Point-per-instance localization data
== == ==

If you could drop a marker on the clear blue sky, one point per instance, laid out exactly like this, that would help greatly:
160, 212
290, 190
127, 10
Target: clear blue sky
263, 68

== == ==

▶ Directions for this task: Give back every record exactly.

▶ Written solution:
If you could drop a marker on the clear blue sky, one point per instance, laid out exactly like this, that would help greatly:
160, 212
290, 190
127, 10
Target: clear blue sky
263, 68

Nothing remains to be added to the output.